** ABOUT THIS TASK **
If an entry contains a picture, leave the picture out and reproduce everything else in the records below exactly.

** THE DATA **
----------------
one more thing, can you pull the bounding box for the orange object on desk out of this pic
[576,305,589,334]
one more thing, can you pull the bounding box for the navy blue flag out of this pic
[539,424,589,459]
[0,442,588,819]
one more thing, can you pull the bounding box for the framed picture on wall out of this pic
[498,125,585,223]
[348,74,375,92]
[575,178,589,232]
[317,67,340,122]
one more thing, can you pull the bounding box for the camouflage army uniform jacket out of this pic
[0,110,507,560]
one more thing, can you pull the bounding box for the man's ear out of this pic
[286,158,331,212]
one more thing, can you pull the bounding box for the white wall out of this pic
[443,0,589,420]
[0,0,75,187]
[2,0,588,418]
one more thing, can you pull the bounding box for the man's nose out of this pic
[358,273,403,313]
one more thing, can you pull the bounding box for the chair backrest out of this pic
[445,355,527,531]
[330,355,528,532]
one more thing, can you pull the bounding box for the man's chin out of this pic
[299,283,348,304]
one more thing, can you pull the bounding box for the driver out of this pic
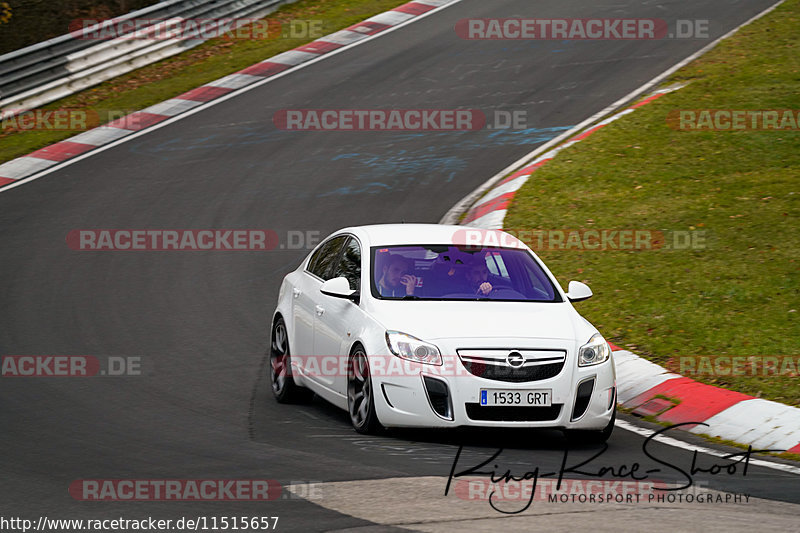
[377,255,417,297]
[465,256,493,296]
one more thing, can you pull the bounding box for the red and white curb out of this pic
[613,345,800,455]
[0,0,458,188]
[458,87,800,455]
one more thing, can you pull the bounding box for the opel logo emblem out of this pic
[506,351,525,368]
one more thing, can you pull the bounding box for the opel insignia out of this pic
[269,224,616,441]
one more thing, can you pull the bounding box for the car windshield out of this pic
[371,245,561,302]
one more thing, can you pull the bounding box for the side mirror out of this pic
[566,281,592,302]
[320,277,359,303]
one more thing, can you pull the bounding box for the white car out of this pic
[269,224,616,441]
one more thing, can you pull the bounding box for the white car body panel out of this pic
[271,224,616,430]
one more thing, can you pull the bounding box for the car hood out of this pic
[369,300,582,342]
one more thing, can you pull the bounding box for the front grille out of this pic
[458,349,566,383]
[465,403,563,422]
[461,361,564,382]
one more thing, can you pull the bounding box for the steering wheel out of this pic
[475,285,496,297]
[483,287,525,299]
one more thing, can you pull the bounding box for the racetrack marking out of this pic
[615,419,800,476]
[298,410,322,421]
[0,0,467,193]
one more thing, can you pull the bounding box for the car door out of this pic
[292,236,347,382]
[314,236,363,396]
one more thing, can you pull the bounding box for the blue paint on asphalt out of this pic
[132,123,574,197]
[312,125,573,197]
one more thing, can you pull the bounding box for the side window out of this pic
[307,236,347,280]
[334,237,362,291]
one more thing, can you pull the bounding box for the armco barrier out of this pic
[0,0,298,118]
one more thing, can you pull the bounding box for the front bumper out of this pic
[372,338,616,430]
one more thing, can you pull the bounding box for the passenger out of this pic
[427,252,468,297]
[377,255,417,297]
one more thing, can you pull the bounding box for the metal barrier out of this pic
[0,0,295,118]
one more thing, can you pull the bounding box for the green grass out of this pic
[504,0,800,405]
[0,0,408,163]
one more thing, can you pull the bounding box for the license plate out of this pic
[480,389,552,406]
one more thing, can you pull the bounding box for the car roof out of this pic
[338,224,522,248]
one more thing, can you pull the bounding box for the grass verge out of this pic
[0,0,408,164]
[504,0,800,405]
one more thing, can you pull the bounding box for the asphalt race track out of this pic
[1,0,798,531]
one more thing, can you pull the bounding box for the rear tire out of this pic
[269,318,313,404]
[347,346,382,434]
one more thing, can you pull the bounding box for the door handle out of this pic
[292,288,301,298]
[315,305,325,317]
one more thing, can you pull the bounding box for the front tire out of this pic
[565,408,616,445]
[270,318,312,403]
[347,347,382,434]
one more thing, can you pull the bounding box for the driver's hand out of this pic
[478,282,492,295]
[400,274,417,295]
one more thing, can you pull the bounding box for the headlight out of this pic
[385,331,442,365]
[578,333,611,367]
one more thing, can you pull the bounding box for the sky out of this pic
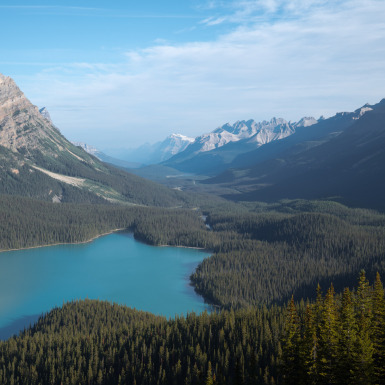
----------------
** EXPECTED ANSWER **
one more thing, can you pull the bounding box for the orange object on desk out of this pic
[576,305,589,334]
one more thing, can you pull the bounding box for the navy blue flag out of this pic
[539,424,589,459]
[0,442,588,819]
one more thing, can you pull the bounding box for the framed picture on wall out of this pic
[498,125,585,223]
[348,74,375,92]
[575,178,589,232]
[317,67,340,122]
one more thing, can you pull the bounding box for the camouflage army uniform jacket out of this pic
[0,110,507,560]
one more thing, can you pull the bounding box for the man's ear out of this pic
[286,158,331,212]
one more thing, can you pull the bounding box for the white wall out of this pic
[443,0,589,420]
[0,0,75,187]
[2,0,588,418]
one more thing, can you pull the bounding box for the man's nose out of this pic
[358,273,403,313]
one more thing, can you pull the bounding box for the chair backrest out of this pic
[445,355,527,531]
[330,355,528,532]
one more thing, can you pull the bounding box for the man's chin out of this pic
[299,283,348,304]
one more thing, can you pull the bounding box for the driver out of this pic
[377,255,417,297]
[465,256,493,296]
one more thing, can you pull the bounding box for the red and white curb out of this pic
[613,345,800,455]
[0,0,458,188]
[458,87,800,455]
one more thing, can you pull the bounding box for the opel logo emblem out of this pic
[506,351,525,368]
one more thing, can you pull the bounding box for the opel insignia out of this pic
[269,224,616,441]
one more thing, can you pull the bounding box for the car windshield out of this pic
[371,245,561,302]
one more thing, can you pull the bounding box for the side mirror out of this pic
[566,281,592,302]
[320,277,359,303]
one more thing, can you pull the bounding box for the white car out of this pic
[269,224,616,441]
one more thing, can you pull the bounding box for the white car body panel out of this pic
[271,224,616,430]
one more thing, can you pull the bounding box for the car hood out of this pic
[369,300,582,342]
one more thing, can you pull the bounding box for the front grille out of this pic
[458,349,566,383]
[465,403,563,422]
[461,361,564,382]
one more thing, can you pull the bounding box for the steering wheel out of this pic
[475,285,496,297]
[483,287,525,299]
one more thing, can you pull the bounding box for the racetrack marking out of this pic
[615,419,800,476]
[298,410,322,421]
[0,0,467,193]
one more thing, can you pull the bounding box for the car door out of this pic
[292,236,347,382]
[314,236,363,396]
one more thing, can you pull the bounding box for the blue paint on asphalt out of this pic
[132,123,574,197]
[312,125,573,197]
one more thing, can you pull the bounding box for the side window out of this pic
[307,236,347,280]
[334,237,362,291]
one more thing, can you pull the bounding box for the armco barrier out of this pic
[0,0,298,118]
one more thing, can you pull the bounding box for the front bumper out of this pic
[372,338,616,430]
one more thing, can you pull the bounding box for the passenger out of this pic
[427,252,468,297]
[377,255,417,297]
one more thing, can you pull the bounding box for the metal barrier out of this pic
[0,0,295,118]
one more thing, can you pull the bounding box for the green grass out of this pic
[504,0,800,405]
[0,0,408,163]
one more thing, can you pull the bounding box for the license plate out of this pic
[480,389,552,406]
one more thing, can you pull the bounding box for the car roof out of this pic
[338,224,522,248]
one more thing, can you pull the bounding box for the grass verge out of this pic
[0,0,408,164]
[504,0,800,405]
one more thing, can you pull the bounding box for the asphalt race track out of this pic
[1,0,798,531]
one more thing, can you pull the bounding box for the rear tire out of this pic
[269,318,313,404]
[347,346,382,434]
one more thing, can you pull the bounding box for the door handle out of this pic
[292,288,301,298]
[315,305,325,317]
one more thing, can you pull the bounding box for the front tire out of this pic
[565,408,616,445]
[270,318,312,403]
[347,347,382,434]
one more thing, can you pull the bounding box for the driver's hand out of this pic
[478,282,492,295]
[400,274,417,295]
one more thing, can you pull the bounding box for the headlight out of this pic
[385,331,442,365]
[578,333,611,367]
one more thing, can you pull the bounding box for the sky out of this pic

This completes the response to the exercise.